Enfin, je vous invite vivement à protéger les citoyens français non pas contre les terroristes mais contre les fous sécuritaires qui veulent mettre un terme à l'État de droit et contre les futurs gouvernements possiblement moins démocrates (que ferait le FN avec de tels outils de renseignement rendus légaux s'il accédait au pouvoir en 2017, par exemple ?). Les seules réponses à apporter au terrorisme seront toujours plus de démocratie, de liberté et d'éducation.
Cordialement. »
Envoyé hier soir. Défauts :
* Trop long (mais d'un autre côté comment montré qu'on se sent concerné, qu'on a lu une partie du projet et des amendements, des résumés journalistiques et des avis contradictoires ?
------------------------
Tâche donnée ▸ Modifiez le passage en reprenant tout ce qui va de « Enfin, je vous » jusqu'à « liberté et d'éducation. », avec « démocratie » remplacé par « justice ». Les entrées n'interviennent en rien dans ce travail.

Données enregistrées ▸
------------------------
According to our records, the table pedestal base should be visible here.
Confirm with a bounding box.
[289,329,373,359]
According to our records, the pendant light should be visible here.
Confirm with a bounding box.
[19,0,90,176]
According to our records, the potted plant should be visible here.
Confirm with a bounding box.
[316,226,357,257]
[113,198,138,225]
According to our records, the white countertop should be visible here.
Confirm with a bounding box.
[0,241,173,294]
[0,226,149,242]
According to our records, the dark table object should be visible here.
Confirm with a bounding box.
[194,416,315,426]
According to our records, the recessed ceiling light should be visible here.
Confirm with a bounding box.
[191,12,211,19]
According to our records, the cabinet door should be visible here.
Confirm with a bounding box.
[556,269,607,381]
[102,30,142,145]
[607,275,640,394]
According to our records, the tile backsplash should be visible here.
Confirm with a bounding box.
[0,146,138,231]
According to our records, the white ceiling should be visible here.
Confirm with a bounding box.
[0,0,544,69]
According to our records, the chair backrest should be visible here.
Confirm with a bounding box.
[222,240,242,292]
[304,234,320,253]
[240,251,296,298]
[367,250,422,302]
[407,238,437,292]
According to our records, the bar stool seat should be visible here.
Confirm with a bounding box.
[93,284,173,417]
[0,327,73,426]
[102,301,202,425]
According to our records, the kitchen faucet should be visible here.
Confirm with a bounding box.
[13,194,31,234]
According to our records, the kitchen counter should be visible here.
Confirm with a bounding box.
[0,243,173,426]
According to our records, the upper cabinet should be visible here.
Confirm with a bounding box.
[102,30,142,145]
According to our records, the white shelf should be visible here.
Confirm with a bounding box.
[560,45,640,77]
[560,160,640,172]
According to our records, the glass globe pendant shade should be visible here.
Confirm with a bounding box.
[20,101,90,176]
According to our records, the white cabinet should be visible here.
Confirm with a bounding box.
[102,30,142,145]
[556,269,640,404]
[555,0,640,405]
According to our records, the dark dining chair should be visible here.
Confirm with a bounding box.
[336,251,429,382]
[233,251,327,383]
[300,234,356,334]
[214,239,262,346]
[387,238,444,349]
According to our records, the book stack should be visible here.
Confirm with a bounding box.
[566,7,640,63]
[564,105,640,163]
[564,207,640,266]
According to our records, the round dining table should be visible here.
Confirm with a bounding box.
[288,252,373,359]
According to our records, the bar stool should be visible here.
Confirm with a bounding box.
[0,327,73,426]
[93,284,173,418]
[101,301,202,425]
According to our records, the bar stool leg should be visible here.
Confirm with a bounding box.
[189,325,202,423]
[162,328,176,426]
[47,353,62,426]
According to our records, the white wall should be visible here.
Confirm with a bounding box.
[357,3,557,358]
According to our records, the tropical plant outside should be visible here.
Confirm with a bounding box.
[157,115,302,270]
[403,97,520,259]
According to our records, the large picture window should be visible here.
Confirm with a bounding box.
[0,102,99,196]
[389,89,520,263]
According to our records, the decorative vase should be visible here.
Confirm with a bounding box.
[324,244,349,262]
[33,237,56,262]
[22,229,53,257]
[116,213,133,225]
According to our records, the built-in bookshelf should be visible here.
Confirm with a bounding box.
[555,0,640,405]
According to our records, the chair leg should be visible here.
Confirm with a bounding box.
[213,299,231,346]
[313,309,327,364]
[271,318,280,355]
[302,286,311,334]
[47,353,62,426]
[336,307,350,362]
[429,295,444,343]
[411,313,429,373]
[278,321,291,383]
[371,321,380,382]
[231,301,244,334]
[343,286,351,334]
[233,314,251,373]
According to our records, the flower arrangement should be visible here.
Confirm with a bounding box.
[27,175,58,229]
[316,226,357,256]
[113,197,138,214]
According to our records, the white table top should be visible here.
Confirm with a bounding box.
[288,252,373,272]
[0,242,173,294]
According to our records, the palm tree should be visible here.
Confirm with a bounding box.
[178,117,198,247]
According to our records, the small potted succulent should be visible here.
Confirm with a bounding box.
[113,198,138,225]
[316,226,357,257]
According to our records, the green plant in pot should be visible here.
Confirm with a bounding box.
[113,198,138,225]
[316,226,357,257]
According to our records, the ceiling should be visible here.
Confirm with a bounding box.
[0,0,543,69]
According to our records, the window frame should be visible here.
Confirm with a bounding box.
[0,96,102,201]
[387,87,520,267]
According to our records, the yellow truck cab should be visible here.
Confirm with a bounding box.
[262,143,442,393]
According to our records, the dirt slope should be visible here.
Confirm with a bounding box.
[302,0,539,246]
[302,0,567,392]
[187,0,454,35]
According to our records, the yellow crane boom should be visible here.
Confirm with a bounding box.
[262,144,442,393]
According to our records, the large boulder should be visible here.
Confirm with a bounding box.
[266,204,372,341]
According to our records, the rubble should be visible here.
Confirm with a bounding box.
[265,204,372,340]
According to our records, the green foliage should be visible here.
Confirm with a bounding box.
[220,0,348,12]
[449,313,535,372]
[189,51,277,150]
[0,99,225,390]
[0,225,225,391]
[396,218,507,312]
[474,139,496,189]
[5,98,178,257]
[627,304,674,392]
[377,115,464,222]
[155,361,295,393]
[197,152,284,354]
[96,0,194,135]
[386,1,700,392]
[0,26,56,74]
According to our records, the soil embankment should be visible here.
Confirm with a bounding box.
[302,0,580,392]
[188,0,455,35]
------------------------
Tâche réalisée ▸
Enfin, je vous invite vivement à protéger les citoyens français non pas contre les terroristes mais contre les fous sécuritaires qui veulent mettre un terme à l'État de droit et contre les futurs gouvernements possiblement moins démocrates (que ferait le FN avec de tels outils de renseignement rendus légaux s'il accédait au pouvoir en 2017, par exemple ?). Les seules réponses à apporter au terrorisme seront toujours plus de justice, de liberté et d'éducation.